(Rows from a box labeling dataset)
□ □ □ □ □ □ □

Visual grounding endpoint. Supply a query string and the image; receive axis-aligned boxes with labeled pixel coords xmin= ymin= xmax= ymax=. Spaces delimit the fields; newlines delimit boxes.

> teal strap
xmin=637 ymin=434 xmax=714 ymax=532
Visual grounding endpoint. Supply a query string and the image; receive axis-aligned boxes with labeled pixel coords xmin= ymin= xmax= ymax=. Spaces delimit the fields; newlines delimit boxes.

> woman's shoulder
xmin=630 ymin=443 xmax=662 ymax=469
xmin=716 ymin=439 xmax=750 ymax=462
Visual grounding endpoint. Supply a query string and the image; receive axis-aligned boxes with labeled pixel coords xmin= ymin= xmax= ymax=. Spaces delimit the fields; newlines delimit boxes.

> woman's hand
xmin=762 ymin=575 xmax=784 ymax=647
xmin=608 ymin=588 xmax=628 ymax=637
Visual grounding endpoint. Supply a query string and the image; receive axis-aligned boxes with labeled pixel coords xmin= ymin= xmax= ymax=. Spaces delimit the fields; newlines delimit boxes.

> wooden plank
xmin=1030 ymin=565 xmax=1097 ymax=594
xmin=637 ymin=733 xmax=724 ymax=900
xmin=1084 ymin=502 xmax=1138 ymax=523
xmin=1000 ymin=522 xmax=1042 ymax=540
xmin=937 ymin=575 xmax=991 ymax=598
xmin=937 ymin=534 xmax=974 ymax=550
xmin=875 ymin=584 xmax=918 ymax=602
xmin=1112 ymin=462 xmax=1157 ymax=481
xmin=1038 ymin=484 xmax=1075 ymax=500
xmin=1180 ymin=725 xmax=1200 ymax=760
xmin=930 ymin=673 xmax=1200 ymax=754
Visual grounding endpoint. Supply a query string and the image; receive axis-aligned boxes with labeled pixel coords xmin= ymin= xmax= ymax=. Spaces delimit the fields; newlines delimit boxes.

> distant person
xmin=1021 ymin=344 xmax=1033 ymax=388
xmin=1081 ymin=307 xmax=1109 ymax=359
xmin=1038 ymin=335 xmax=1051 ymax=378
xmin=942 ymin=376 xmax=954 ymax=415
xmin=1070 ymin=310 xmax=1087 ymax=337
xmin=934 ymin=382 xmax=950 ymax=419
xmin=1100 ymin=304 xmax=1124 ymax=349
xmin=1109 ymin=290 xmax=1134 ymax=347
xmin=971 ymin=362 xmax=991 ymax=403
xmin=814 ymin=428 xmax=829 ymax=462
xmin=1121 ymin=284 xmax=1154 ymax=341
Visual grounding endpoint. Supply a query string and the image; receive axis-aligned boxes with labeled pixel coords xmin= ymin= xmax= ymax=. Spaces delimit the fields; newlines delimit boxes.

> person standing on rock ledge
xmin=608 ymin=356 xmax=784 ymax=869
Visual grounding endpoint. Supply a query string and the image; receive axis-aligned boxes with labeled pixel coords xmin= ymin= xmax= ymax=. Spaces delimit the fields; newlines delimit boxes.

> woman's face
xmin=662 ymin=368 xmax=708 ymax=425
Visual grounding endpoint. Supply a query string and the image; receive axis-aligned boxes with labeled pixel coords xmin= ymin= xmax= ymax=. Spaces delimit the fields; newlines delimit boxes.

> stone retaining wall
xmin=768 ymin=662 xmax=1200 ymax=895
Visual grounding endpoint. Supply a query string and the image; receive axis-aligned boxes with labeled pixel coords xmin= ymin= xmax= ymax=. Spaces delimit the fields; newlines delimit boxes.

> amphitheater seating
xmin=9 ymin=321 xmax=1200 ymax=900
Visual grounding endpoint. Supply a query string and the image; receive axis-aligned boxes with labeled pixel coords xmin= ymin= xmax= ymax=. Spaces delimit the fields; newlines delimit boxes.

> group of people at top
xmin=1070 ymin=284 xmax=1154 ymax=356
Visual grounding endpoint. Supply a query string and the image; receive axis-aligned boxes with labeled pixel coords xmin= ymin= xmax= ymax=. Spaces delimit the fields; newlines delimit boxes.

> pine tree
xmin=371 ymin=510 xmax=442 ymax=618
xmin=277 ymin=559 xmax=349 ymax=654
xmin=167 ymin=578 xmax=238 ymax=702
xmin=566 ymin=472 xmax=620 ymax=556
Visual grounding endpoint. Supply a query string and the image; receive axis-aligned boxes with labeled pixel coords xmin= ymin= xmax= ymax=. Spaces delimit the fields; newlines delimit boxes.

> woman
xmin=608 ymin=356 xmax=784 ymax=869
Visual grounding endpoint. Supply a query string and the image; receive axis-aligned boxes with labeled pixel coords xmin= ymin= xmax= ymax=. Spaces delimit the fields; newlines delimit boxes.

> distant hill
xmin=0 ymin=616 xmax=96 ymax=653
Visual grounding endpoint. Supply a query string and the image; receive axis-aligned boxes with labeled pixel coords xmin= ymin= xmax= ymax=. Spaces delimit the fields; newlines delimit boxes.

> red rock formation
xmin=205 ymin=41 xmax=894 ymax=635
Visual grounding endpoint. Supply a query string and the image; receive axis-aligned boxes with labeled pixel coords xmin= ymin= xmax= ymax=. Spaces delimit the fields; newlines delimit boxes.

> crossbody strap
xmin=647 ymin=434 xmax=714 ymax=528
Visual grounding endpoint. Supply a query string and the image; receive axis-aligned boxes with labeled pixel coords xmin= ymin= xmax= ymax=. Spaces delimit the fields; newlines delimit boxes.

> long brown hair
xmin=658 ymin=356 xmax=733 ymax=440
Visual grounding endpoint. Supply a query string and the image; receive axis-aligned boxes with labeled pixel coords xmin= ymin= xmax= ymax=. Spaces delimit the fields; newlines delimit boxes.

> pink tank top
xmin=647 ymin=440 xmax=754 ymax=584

□ □ □ □ □ □ □

▶ _Short problem_
All of the entries should be written out again exactly.

▶ _Exercise response_
Visual grounding endpoint. Supply a query string and the image; receive axis-aligned boxes with labeled pixel coords xmin= ymin= xmax= ymax=. Spaces delimit the fields; newlines delimit boxes.

> teal strap
xmin=637 ymin=434 xmax=714 ymax=532
Visual grounding endpoint. Supply a query string and the image; receive axis-aligned boxes with labeled pixel coords xmin= ymin= xmax= ymax=. Spaces delimit the fields; newlines delimit boxes.

> woman's shoulder
xmin=630 ymin=443 xmax=662 ymax=469
xmin=716 ymin=439 xmax=750 ymax=462
Visual grounding endpoint. Supply a query string and the image; receive axis-aligned boxes with labeled pixel coords xmin= ymin= xmax= ymax=. Spaces delimit the fields; newlines delimit boxes.

> woman's hand
xmin=762 ymin=575 xmax=784 ymax=647
xmin=608 ymin=588 xmax=628 ymax=637
Visual grounding endpoint. Supply a query string and the image; receive axis-aligned boxes with labeled pixel coords xmin= ymin= xmax= ymax=. Spaces delimit the fields; newlines delimit boxes.

> wooden plank
xmin=1030 ymin=565 xmax=1097 ymax=594
xmin=637 ymin=733 xmax=724 ymax=900
xmin=1084 ymin=502 xmax=1138 ymax=523
xmin=1000 ymin=522 xmax=1042 ymax=540
xmin=937 ymin=575 xmax=991 ymax=598
xmin=937 ymin=534 xmax=974 ymax=550
xmin=875 ymin=584 xmax=918 ymax=602
xmin=1112 ymin=462 xmax=1157 ymax=481
xmin=1038 ymin=484 xmax=1075 ymax=500
xmin=1180 ymin=725 xmax=1200 ymax=760
xmin=930 ymin=673 xmax=1200 ymax=754
Visual grounding endpoint. Supply a query string and the image; receive axis-aligned boxes with labeled pixel coords xmin= ymin= xmax= ymax=. Spaces delimit the fields; newlines delimit boxes.

> distant person
xmin=1021 ymin=344 xmax=1033 ymax=388
xmin=1081 ymin=307 xmax=1109 ymax=359
xmin=1038 ymin=335 xmax=1051 ymax=378
xmin=942 ymin=376 xmax=954 ymax=415
xmin=1070 ymin=310 xmax=1087 ymax=337
xmin=934 ymin=382 xmax=950 ymax=419
xmin=1100 ymin=304 xmax=1124 ymax=349
xmin=1109 ymin=290 xmax=1134 ymax=347
xmin=971 ymin=362 xmax=991 ymax=403
xmin=814 ymin=428 xmax=829 ymax=462
xmin=1121 ymin=284 xmax=1154 ymax=341
Visual grounding endpoint. Supply a query string and the image; receive axis-aligned boxes with labeled pixel coords xmin= ymin= xmax= ymax=. Spaces delimit the fields; newlines delimit boxes.

> person standing on rock ledge
xmin=608 ymin=356 xmax=784 ymax=869
Visual grounding endpoint. Supply a query string and the image; receive axis-aligned boxes with labeled pixel coords xmin= ymin= xmax= ymax=. Spaces delimit the fields; newlines delimit boxes.

> woman's face
xmin=662 ymin=368 xmax=708 ymax=425
Visual grounding endpoint. Supply a query string and the image; receive axis-aligned boxes with labeled pixel coords xmin= ymin= xmax= ymax=. Spaces delimit the fields; newlines delimit boxes.

> stone retaining wall
xmin=768 ymin=662 xmax=1200 ymax=895
Visual grounding endpoint. Supply a query string and the image; receive axis-aligned boxes with labeled pixel coords xmin= ymin= xmax= ymax=. Spaces delimit the fields; newlines delimit boxes.

> amphitheater seating
xmin=9 ymin=321 xmax=1200 ymax=900
Visual grounding endpoint. Supply a query string and the image; receive axis-aligned boxes with labeled pixel coords xmin= ymin= xmax= ymax=. Spaces delimit the fields; newlines delimit boxes.

> group of people at top
xmin=1070 ymin=284 xmax=1154 ymax=356
Visual grounding endpoint. Supply a query string and the image; receive axis-aligned boxes with labeled pixel coords xmin= ymin= xmax= ymax=. Spaces delimit the fields; newlines delimit boxes.

> pine tree
xmin=371 ymin=510 xmax=442 ymax=618
xmin=277 ymin=559 xmax=349 ymax=654
xmin=167 ymin=578 xmax=238 ymax=702
xmin=566 ymin=472 xmax=620 ymax=556
Visual grounding endpoint. Supply a query string and the image; receive axis-aligned boxes with labeled pixel coords xmin= ymin= xmax= ymax=. Spaces delimit the fields; newlines delimit boxes.

> woman
xmin=608 ymin=356 xmax=784 ymax=869
Visual grounding endpoint. Supply a query string and the image; receive axis-aligned boxes with labeled pixel coords xmin= ymin= xmax= ymax=. Spaces delimit the fields; newlines delimit boxes.

> distant hill
xmin=0 ymin=616 xmax=96 ymax=653
Visual grounding endpoint. Supply a query string and the image; receive axis-aligned boxes with labeled pixel coords xmin= ymin= xmax= ymax=. Spaces delimit the fields; newlines delimit boxes.

> red rock formation
xmin=205 ymin=41 xmax=894 ymax=635
Visual grounding endpoint. Supply a query string and the image; receive axis-aligned boxes with labeled pixel coords xmin= ymin= xmax= ymax=. Spaces delimit the fields; newlines delimit boxes.

> crossbody strap
xmin=647 ymin=434 xmax=714 ymax=528
Visual grounding endpoint. Supply a query string and the image; receive axis-aligned boxes with labeled pixel coords xmin= ymin= xmax= ymax=. Spaces delimit the fields; newlines delimit boxes.

> long brown hair
xmin=658 ymin=356 xmax=733 ymax=440
Visual grounding endpoint. Supply a query string and the image; receive axis-aligned boxes with labeled pixel coords xmin= ymin= xmax= ymax=. Spaces delimit the fields; newlines delimit boxes.

> pink tank top
xmin=647 ymin=440 xmax=754 ymax=584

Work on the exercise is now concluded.